(Task to carry out): Please restate the data word for word, in full.

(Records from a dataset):
....................

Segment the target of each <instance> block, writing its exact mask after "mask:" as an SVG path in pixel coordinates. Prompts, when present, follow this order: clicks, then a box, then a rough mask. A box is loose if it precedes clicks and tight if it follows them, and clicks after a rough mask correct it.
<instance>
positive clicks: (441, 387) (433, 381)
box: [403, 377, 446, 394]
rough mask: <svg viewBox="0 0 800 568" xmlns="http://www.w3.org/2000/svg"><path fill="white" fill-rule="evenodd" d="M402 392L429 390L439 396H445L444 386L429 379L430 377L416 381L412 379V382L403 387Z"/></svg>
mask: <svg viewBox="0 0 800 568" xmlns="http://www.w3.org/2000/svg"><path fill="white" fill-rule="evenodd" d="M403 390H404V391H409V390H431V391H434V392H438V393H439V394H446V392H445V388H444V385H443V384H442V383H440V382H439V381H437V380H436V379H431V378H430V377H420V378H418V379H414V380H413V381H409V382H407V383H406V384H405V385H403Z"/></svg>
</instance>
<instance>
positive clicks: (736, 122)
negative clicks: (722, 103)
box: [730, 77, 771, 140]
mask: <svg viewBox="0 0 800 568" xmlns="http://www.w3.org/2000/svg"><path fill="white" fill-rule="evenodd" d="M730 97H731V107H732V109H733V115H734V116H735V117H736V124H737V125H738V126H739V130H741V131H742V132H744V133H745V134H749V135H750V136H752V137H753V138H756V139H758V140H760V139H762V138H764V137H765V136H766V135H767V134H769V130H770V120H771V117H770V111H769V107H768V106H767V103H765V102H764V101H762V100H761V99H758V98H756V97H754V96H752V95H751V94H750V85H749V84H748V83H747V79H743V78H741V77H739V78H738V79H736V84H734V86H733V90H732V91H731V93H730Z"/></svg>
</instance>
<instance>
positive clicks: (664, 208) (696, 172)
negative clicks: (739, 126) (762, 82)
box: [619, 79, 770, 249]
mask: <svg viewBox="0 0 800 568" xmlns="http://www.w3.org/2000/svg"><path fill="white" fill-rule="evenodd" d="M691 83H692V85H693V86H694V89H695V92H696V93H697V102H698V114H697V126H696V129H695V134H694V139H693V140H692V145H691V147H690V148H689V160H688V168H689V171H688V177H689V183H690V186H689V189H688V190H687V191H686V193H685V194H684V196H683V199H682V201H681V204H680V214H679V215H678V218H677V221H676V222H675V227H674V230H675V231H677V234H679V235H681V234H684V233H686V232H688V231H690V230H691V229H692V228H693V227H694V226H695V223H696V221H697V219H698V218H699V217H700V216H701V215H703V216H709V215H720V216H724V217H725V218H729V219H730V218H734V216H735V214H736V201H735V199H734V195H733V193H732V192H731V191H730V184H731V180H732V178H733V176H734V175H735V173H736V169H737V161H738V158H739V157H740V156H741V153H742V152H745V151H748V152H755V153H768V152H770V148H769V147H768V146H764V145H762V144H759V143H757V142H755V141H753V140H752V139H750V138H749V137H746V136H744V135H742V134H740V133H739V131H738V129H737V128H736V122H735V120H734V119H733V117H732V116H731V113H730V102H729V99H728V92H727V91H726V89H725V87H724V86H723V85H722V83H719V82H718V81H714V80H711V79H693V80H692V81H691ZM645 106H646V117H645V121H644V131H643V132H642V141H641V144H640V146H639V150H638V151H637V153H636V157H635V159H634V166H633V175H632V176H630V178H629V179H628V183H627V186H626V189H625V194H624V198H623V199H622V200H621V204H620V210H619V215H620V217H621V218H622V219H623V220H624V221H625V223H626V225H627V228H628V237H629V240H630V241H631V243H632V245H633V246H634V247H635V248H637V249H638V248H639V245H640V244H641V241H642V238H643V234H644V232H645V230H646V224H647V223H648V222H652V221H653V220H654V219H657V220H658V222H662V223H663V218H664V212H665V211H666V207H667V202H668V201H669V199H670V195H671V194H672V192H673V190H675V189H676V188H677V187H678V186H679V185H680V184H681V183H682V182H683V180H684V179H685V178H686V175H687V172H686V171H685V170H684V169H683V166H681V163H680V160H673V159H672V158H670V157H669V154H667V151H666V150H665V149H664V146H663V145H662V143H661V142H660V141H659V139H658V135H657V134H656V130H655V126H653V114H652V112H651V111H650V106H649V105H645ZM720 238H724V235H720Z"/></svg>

....................

(Completed task):
Segment the target of each <instance> block, writing its exact mask after "mask:" as an SVG path in pixel coordinates. Prompts, when present, follow this order: clicks, then a box, then a rough mask. A box is loose if it precedes clicks and tight if it follows them, and clicks after a rough mask correct it.
<instance>
positive clicks: (441, 387) (433, 381)
box: [403, 377, 446, 394]
rough mask: <svg viewBox="0 0 800 568" xmlns="http://www.w3.org/2000/svg"><path fill="white" fill-rule="evenodd" d="M402 392L429 390L439 396H445L444 386L429 379L430 377L416 381L412 379V382L403 387Z"/></svg>
mask: <svg viewBox="0 0 800 568" xmlns="http://www.w3.org/2000/svg"><path fill="white" fill-rule="evenodd" d="M403 390H404V391H409V390H431V391H434V392H438V393H439V394H446V392H445V388H444V385H443V384H442V383H440V382H439V381H437V380H436V379H431V378H430V377H420V378H418V379H414V380H413V381H409V382H407V383H406V384H405V385H403Z"/></svg>
</instance>
<instance>
positive clicks: (736, 122)
negative clicks: (722, 103)
box: [730, 77, 771, 140]
mask: <svg viewBox="0 0 800 568" xmlns="http://www.w3.org/2000/svg"><path fill="white" fill-rule="evenodd" d="M730 97H731V107H732V109H733V115H734V116H735V117H736V124H737V125H738V126H739V130H741V131H742V132H744V133H745V134H749V135H750V136H752V137H753V138H756V139H758V140H760V139H762V138H764V137H765V136H766V135H767V134H769V130H770V120H771V117H770V111H769V107H768V106H767V103H765V102H764V101H762V100H761V99H758V98H756V97H754V96H752V95H751V94H750V85H749V84H748V83H747V79H743V78H741V77H739V78H738V79H736V84H734V86H733V90H732V91H731V93H730Z"/></svg>
</instance>
<instance>
positive clicks: (664, 208) (696, 172)
negative clicks: (739, 126) (762, 82)
box: [619, 79, 770, 249]
mask: <svg viewBox="0 0 800 568" xmlns="http://www.w3.org/2000/svg"><path fill="white" fill-rule="evenodd" d="M691 83H692V85H693V86H694V89H695V92H696V93H697V102H698V114H697V126H696V129H695V134H694V139H693V140H692V145H691V147H690V148H689V160H688V168H689V171H688V177H689V183H690V186H689V189H688V190H687V191H686V193H685V194H684V196H683V199H682V201H681V204H680V214H679V215H678V218H677V221H676V222H675V227H674V230H675V231H677V234H679V235H681V234H684V233H686V232H688V231H690V230H691V229H692V228H693V227H694V226H695V223H696V221H697V219H698V218H699V217H700V216H701V215H703V216H709V215H720V216H724V217H725V218H729V219H730V218H734V216H735V214H736V201H735V199H734V195H733V193H732V192H731V191H730V184H731V180H732V178H733V176H734V175H735V173H736V169H737V161H738V158H739V157H740V156H741V153H742V152H745V151H748V152H755V153H768V152H770V148H769V147H768V146H764V145H762V144H759V143H757V142H755V141H753V140H752V139H750V138H749V137H746V136H744V135H742V134H740V133H739V131H738V129H737V128H736V122H735V120H734V119H733V117H732V116H731V113H730V102H729V99H728V92H727V91H726V89H725V87H724V86H723V85H722V83H719V82H718V81H714V80H711V79H693V80H692V81H691ZM645 106H646V117H645V121H644V131H643V132H642V141H641V144H640V146H639V150H638V151H637V153H636V157H635V159H634V166H633V175H632V176H630V178H629V179H628V183H627V186H626V189H625V194H624V198H623V199H622V200H621V204H620V210H619V215H620V217H621V218H622V219H623V220H624V221H625V223H626V225H627V228H628V237H629V240H630V241H631V243H632V245H633V246H634V247H635V248H637V249H638V248H639V245H640V244H641V241H642V238H643V234H644V232H645V230H646V224H647V223H648V222H652V221H653V220H654V219H657V220H658V222H662V223H663V218H664V212H665V211H666V207H667V202H668V201H669V199H670V195H671V194H672V192H673V190H675V189H676V188H677V187H678V186H679V185H680V184H681V183H682V182H683V180H684V179H685V178H686V175H687V172H686V171H685V170H684V169H683V166H681V163H680V160H673V159H672V158H670V157H669V154H667V151H666V150H665V149H664V146H663V145H662V143H661V142H660V141H659V139H658V135H657V134H656V130H655V126H653V114H652V112H651V111H650V106H649V105H645ZM720 238H724V235H720Z"/></svg>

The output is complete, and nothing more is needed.